Content starts
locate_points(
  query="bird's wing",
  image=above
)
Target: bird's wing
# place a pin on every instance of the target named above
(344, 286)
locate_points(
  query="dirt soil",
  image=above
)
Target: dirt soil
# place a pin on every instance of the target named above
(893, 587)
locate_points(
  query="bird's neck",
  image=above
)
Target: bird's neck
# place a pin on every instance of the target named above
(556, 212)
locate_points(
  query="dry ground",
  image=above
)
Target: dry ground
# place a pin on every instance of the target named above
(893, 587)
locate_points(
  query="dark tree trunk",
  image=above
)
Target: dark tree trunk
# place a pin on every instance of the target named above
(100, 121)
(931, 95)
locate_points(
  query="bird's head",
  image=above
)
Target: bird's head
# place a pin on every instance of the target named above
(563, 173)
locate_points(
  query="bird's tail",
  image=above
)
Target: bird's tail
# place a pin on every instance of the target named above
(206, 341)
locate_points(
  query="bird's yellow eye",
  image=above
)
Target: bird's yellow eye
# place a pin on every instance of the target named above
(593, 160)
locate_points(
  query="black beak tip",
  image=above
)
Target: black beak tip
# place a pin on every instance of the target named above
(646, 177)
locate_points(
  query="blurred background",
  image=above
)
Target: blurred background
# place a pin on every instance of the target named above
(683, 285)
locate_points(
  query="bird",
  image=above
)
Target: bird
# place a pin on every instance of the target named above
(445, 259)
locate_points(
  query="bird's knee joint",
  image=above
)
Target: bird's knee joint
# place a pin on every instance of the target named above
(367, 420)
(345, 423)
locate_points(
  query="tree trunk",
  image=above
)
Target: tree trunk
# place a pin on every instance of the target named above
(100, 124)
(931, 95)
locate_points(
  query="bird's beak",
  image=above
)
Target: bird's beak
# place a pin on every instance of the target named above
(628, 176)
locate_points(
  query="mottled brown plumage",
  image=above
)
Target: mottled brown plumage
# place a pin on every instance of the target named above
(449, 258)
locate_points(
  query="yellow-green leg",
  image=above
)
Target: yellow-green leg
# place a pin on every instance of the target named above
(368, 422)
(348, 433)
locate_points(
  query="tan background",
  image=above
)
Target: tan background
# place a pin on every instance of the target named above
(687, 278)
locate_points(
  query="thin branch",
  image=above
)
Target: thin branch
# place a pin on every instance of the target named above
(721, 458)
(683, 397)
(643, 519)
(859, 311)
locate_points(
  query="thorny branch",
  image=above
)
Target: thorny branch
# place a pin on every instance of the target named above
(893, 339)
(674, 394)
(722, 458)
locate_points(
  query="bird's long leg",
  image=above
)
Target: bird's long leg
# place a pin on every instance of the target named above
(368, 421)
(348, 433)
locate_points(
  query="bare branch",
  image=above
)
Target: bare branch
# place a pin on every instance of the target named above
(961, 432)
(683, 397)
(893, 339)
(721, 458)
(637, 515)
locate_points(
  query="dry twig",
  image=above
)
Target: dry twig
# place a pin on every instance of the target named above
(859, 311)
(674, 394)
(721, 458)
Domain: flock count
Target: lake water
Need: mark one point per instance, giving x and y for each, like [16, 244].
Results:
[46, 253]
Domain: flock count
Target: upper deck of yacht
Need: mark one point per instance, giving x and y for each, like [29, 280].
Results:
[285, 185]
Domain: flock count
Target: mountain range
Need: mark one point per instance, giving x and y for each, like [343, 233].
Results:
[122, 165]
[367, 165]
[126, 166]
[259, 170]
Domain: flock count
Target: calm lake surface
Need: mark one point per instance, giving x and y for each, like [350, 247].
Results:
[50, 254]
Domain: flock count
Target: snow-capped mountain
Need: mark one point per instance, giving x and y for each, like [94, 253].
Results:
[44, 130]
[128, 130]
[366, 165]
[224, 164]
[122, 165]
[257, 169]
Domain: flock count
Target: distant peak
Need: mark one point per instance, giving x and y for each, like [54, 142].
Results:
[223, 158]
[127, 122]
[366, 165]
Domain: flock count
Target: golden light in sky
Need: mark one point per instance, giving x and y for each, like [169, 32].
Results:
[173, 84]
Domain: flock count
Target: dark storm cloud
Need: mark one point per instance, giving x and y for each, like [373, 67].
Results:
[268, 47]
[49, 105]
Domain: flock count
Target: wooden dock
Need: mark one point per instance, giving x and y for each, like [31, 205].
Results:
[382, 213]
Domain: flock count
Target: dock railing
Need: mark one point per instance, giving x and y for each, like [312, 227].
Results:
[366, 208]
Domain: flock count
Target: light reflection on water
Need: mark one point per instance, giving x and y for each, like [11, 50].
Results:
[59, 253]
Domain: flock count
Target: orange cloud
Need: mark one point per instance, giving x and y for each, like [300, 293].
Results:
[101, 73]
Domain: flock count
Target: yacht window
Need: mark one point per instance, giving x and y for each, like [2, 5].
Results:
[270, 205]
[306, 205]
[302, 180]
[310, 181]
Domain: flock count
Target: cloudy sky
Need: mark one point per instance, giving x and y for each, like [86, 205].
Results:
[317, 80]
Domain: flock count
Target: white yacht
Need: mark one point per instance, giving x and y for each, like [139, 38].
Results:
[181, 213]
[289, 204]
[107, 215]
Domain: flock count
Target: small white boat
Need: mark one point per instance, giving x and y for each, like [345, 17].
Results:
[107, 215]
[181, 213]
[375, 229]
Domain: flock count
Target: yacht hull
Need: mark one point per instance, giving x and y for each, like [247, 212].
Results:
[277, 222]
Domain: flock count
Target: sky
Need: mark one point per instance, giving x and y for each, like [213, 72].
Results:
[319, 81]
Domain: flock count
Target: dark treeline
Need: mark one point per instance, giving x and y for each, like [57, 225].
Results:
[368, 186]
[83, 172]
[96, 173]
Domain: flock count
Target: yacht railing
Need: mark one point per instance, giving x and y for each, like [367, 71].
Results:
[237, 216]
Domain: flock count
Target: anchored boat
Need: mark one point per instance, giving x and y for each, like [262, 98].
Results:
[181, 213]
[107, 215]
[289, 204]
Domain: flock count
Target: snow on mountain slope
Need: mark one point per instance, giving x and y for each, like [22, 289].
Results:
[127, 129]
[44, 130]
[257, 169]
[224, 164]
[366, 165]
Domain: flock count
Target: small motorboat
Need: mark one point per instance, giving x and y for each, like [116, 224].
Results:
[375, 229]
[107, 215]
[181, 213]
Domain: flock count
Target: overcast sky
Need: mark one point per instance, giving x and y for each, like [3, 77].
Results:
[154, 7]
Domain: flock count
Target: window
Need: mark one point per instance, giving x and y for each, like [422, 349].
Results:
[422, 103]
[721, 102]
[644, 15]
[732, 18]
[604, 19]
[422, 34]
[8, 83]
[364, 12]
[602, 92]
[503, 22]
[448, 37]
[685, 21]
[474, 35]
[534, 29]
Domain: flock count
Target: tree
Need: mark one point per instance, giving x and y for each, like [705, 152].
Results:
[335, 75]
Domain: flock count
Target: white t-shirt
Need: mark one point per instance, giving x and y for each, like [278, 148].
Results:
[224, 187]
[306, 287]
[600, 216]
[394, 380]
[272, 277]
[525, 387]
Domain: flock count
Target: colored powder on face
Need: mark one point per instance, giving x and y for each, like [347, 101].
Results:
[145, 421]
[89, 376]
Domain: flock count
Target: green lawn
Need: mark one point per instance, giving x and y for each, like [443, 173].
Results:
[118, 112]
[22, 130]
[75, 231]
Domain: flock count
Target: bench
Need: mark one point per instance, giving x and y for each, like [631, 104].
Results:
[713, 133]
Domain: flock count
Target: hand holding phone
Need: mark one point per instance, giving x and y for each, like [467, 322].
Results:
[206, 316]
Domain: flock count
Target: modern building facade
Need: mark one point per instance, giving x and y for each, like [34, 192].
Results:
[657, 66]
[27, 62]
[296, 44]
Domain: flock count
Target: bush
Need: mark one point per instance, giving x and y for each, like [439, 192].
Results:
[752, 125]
Content ends
> [Exercise instructions]: Pick each line holding the word "dock" out of the listing.

> [Output of the exercise]:
Target: wooden dock
Target: dock railing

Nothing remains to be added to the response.